***** Passage provided

Today’s Feature – May 19-20: The Band Of Heathens

May 20, 2008 at 10:49 pm (Today's Feature)

Colin Brooks, Ed Jurdi, Gordy Quist, Seth Whitney and John Chipman always dreamed of playing music for the world, music that meant something to them completely, winning fans and awards along the way. While they all probably had some inkling that their individual and immense talent would some day lead to such things, they almost certainly had no idea that they would accomplish it with one another. After taking home the 2007 Austin Music Award for “Best New Band” at the start of last year’s SXSW Festival however, they realized they had tapped into something significant.

Each of the five artists that make up The Band of Heathens were playing in separate acts at one point, each with a different time slot every Wednesday night at the same club in Austin, Momo’s. Originally sitting in with one another’s band to shake things up, they called themselves the “Good Time Supper Club,” but that would soon change. More and more attention flowed their way and suddenly local newspapers were labeling them “The Heathens.” After recording “Live from Momo’s” together and playing shows for larger and larger audiences, the fella’s realized they had more than side project on their hands – they had “The Band of Heathens.”

Now they’re wrapping up their first studio album with pal Ray Wylie Hubbard, something that “sounds like an old record that Levon Helm, Ry Cooder and Lowell George buried in a time capsule in 1973.” The unique force behind the collection comes from the efforts of three different songwriters as opposed to one, leading to tunes that reflect styles from ol’ fashioned rock n’ roll to down home country rhythms. Much like the live records, this latest release carries over the same exciting atmosphere that every Heathens show embodies, now fine-tuned for your enjoyment.

While you can check out their DVD/CD live show, “Live at Antone’s,” you can actually sit front row at a gig today. You’ll witness first-hand how every member is “allowed to express themselves and explore their instrument, but is ever conscious of the sound as a whole.” You can also check out YouTube to see the band, as Barack Obama used footage from a rally that the Heathens played for a commercial during the Super Bowl. Check out it out, and then look for shows coming as the CD drops this week. Get into the XXQ’s to learn more.

**********
***** Information shown

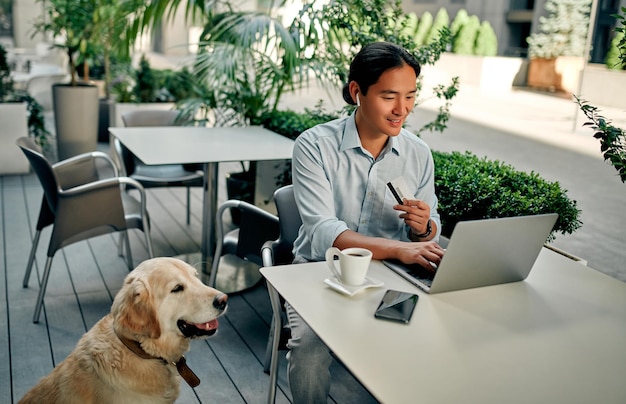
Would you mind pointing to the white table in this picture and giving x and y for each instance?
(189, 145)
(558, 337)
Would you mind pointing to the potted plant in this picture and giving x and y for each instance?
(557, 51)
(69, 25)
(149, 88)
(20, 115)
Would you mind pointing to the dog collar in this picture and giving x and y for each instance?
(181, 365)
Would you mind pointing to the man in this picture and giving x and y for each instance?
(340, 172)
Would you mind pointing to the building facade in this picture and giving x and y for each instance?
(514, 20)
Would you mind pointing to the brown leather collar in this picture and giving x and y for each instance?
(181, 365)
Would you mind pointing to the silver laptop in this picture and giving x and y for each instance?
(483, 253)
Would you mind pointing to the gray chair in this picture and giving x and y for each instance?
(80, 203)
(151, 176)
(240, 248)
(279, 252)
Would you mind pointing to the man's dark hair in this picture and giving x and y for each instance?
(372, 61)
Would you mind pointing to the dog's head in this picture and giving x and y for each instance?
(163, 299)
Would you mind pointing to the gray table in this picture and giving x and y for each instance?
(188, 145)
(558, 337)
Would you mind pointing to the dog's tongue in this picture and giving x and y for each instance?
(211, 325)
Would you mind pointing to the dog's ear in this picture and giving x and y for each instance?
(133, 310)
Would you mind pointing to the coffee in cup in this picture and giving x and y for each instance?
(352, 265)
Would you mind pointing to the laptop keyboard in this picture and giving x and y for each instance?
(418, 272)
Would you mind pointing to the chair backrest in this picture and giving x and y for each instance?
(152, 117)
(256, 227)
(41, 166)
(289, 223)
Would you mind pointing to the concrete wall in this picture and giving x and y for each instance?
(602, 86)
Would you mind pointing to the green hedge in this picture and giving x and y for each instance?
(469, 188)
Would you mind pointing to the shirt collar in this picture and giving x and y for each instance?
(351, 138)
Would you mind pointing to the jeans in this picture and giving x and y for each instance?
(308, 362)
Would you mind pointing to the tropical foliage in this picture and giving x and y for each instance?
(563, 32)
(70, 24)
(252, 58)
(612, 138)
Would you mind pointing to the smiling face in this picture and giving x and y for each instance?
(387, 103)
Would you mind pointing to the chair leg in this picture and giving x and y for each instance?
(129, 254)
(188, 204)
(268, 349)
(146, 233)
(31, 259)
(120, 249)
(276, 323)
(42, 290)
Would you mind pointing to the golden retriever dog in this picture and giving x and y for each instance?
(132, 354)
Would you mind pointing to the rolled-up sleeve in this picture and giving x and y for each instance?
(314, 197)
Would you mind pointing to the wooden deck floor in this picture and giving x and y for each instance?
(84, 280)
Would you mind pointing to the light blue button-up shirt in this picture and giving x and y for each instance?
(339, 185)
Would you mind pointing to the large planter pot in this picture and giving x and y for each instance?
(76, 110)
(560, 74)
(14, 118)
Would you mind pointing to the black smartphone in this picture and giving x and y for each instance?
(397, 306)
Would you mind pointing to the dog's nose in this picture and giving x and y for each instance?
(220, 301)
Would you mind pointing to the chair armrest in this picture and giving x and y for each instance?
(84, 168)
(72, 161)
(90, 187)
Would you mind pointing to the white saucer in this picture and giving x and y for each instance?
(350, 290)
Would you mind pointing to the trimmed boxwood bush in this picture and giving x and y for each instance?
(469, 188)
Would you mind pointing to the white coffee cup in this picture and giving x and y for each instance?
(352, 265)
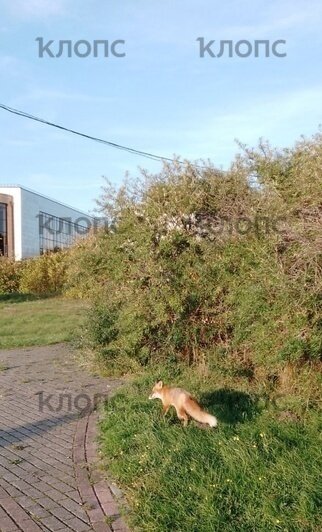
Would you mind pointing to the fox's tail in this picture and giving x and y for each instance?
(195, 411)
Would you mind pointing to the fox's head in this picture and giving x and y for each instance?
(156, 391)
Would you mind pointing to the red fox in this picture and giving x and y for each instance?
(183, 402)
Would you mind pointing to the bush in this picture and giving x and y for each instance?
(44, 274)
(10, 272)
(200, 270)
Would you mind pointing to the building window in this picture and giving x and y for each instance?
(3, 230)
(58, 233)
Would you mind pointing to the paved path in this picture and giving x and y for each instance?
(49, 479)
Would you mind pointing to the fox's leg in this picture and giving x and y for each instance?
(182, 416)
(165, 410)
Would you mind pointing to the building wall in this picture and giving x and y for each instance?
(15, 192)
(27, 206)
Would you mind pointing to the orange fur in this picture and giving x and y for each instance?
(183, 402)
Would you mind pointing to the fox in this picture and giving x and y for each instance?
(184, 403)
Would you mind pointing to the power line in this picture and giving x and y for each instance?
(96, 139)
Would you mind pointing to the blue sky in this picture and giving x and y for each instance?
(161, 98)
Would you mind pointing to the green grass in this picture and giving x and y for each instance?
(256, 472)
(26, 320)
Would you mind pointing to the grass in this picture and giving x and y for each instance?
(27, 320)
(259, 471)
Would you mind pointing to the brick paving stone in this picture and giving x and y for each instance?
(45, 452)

**********
***** Information shown

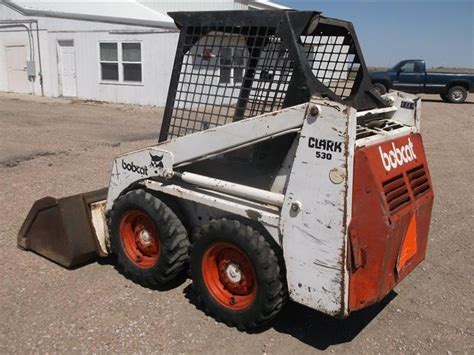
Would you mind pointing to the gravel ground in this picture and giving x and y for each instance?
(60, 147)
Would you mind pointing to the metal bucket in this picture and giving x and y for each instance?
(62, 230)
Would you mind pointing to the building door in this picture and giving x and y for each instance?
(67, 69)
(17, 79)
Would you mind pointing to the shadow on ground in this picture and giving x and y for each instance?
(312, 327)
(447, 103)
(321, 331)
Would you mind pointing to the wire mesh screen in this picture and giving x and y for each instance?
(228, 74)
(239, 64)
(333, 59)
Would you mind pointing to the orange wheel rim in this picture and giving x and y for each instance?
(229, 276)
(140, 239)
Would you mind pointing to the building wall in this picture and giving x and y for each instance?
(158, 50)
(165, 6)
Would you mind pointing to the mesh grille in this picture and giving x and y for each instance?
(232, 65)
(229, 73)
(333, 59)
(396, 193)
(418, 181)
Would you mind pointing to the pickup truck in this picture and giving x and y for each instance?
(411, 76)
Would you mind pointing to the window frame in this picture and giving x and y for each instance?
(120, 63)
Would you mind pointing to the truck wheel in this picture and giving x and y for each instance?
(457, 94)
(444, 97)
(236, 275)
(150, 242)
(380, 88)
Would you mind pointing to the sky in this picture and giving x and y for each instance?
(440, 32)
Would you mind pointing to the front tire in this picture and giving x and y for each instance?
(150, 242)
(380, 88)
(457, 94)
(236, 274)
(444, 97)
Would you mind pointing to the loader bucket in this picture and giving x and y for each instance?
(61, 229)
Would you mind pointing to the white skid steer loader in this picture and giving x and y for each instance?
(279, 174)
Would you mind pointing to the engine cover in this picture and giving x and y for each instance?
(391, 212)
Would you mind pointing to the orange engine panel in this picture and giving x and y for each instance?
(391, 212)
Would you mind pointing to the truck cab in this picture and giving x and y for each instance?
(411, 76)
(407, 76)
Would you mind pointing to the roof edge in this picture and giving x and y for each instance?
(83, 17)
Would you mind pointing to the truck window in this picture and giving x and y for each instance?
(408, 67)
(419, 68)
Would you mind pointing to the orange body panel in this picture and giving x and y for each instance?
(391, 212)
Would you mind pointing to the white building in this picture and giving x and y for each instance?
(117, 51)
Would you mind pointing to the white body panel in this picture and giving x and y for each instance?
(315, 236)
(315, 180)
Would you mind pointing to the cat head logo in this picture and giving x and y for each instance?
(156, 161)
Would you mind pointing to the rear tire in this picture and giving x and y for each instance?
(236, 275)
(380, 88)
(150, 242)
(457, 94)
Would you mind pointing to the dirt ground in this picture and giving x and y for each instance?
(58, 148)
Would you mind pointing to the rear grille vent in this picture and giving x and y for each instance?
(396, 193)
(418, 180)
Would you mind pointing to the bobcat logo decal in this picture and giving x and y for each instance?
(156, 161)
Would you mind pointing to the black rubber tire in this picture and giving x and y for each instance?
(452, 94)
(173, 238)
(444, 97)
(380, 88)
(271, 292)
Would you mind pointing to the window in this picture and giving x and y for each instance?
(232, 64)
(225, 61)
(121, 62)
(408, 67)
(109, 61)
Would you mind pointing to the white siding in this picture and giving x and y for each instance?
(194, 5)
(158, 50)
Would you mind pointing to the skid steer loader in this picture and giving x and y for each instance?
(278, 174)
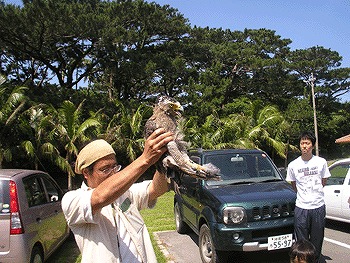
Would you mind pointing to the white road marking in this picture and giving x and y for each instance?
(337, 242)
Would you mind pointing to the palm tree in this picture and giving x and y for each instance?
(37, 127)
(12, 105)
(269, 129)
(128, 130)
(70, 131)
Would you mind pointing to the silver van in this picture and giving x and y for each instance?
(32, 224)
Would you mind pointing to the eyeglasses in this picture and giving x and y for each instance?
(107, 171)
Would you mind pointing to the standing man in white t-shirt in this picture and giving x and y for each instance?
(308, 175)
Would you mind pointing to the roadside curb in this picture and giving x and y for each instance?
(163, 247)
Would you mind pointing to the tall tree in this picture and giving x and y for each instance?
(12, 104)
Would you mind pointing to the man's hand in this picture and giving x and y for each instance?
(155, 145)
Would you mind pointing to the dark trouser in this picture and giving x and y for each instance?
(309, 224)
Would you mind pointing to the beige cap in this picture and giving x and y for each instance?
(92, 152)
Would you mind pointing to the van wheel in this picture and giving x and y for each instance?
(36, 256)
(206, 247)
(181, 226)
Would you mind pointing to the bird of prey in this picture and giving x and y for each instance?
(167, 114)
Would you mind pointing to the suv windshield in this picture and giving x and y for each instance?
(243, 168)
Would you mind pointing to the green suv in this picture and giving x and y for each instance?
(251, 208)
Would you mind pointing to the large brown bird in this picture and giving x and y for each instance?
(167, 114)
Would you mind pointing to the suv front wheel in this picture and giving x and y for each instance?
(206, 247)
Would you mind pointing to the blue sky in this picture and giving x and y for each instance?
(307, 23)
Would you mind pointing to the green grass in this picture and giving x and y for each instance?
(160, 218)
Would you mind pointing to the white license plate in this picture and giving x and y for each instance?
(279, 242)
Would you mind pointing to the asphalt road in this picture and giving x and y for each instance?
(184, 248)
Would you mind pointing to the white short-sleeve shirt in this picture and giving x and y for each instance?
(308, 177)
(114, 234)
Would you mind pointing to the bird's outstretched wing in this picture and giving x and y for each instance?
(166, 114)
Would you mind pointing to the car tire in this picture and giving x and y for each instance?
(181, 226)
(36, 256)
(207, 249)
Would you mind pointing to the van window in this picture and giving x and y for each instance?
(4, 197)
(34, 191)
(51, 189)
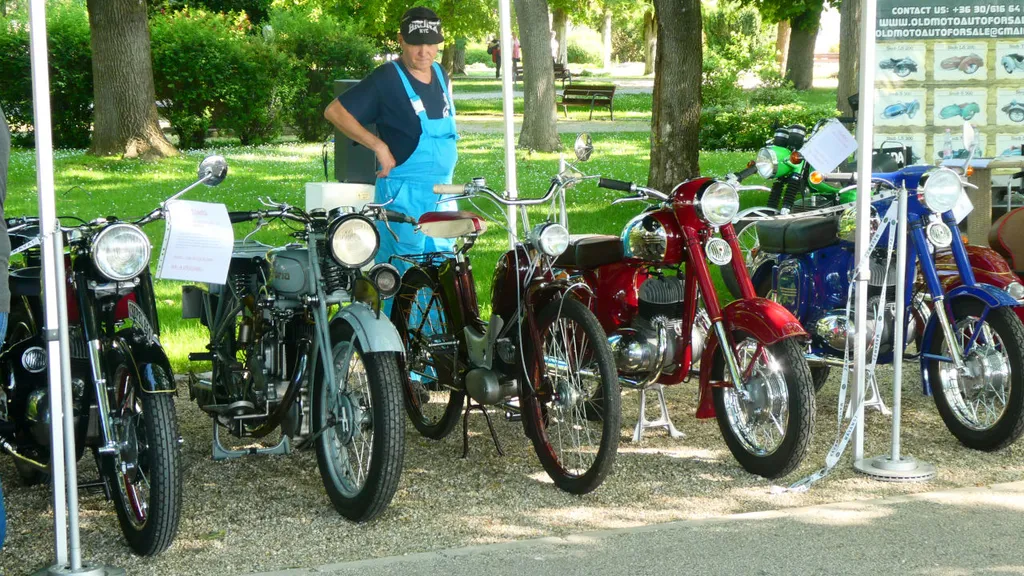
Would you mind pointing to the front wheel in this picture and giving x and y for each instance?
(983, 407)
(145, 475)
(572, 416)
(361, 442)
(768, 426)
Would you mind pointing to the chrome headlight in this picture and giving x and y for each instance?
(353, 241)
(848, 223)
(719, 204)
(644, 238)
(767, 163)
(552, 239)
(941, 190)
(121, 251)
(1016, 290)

**********
***** Information shown

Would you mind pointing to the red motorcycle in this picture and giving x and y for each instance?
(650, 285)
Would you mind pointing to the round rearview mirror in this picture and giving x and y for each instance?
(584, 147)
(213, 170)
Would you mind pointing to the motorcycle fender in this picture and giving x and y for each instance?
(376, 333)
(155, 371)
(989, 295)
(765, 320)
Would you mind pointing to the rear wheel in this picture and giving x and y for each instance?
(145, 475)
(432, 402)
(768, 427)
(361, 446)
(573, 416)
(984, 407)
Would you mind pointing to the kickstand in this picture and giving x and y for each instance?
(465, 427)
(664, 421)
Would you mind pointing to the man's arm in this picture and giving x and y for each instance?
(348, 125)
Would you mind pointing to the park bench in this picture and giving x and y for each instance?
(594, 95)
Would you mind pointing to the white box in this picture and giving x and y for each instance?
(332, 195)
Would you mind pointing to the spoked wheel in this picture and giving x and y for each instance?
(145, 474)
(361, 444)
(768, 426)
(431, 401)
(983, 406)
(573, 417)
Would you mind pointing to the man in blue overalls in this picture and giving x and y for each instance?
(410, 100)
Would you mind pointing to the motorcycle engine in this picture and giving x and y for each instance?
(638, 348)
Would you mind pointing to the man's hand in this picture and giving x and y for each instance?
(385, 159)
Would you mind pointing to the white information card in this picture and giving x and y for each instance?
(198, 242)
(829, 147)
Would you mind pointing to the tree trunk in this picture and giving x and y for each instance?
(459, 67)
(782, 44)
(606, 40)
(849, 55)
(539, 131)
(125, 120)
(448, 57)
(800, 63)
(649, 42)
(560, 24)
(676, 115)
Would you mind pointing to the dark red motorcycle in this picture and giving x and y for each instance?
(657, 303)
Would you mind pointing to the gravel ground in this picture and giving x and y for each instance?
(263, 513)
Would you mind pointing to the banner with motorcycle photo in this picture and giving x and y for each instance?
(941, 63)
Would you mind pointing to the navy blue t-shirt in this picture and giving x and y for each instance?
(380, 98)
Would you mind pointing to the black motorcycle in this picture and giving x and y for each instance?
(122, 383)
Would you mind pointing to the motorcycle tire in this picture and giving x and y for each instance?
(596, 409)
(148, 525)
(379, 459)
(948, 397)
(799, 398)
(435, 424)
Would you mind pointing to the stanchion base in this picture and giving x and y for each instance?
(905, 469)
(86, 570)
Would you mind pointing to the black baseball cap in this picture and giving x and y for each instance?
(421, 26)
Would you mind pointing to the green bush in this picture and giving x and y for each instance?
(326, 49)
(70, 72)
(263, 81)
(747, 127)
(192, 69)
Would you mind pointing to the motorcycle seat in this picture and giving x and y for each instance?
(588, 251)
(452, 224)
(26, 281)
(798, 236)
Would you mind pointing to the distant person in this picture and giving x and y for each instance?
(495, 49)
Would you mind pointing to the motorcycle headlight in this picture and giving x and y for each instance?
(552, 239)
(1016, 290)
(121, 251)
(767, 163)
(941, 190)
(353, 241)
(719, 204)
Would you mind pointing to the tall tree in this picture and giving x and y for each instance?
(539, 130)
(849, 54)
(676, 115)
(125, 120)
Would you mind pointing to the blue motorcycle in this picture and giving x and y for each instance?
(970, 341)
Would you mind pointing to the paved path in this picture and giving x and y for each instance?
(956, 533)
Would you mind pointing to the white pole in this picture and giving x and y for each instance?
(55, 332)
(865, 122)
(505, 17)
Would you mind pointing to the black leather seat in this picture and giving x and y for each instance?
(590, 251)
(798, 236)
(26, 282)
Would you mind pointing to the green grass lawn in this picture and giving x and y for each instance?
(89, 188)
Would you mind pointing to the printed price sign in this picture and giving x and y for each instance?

**********

* Task brief *
Resume the feature on The Band of Heathens, picking up right after its final sentence.

* Answer to the task *
XXQs: The Band Of Heathens

PensEyeView.com (PEV): How and when did the The Band Of Heathens first form?

Gordy Quist: The Band of Heathens was an accident that formed out of a loose residency gig in Austin back in late 2005. We were originally called the Good Time Supper Club but somehow the newspaper ended up listing us as the Heathens every week. We recorded a live show and released it as Live from Momo’s in 2006 and also released a live DVD, Live at Antone’s in 2007. The band is obviously rooted in touring and live shows, but we’re looking forward to putting out our first studio record this year.

PEV: Growing up who were you listening to? Do you remember the first concert you attended?

Ed Jurdi: Growing up my parents had a pretty eclectic record collection. Everything from Mozart to Wilson Pickett. Lots of ’70s singer/songwriters and great bands from that era like The Beatles, Stones, The Animals, Cream, CSNY. We always had lots of blues and soul music playing, Sly and The Family Stone, Sam and Dave, Aretha, stuff like that. The first concert I went to with my parents was probably some folk music, Judy Collins or Peter Paul and Mary; we used to go see a bunch of shows when I was a kid. The first show I went on my own with friends was Bon Jovi and Skid Row, it was in the middle of all of that terrible hair metal, I had the ripped acid washed jeans, and the bandana, I was a total mess, probably 12 or 13 years old at the time. Later that year I found Van Morrison’s Moondance and The Black Crowes Shake Your Moneymaker. Those records saved my life.

PEV: Tell us about the first time you stepped on stage, live as a band to perform. Did you think you’d be where you are now?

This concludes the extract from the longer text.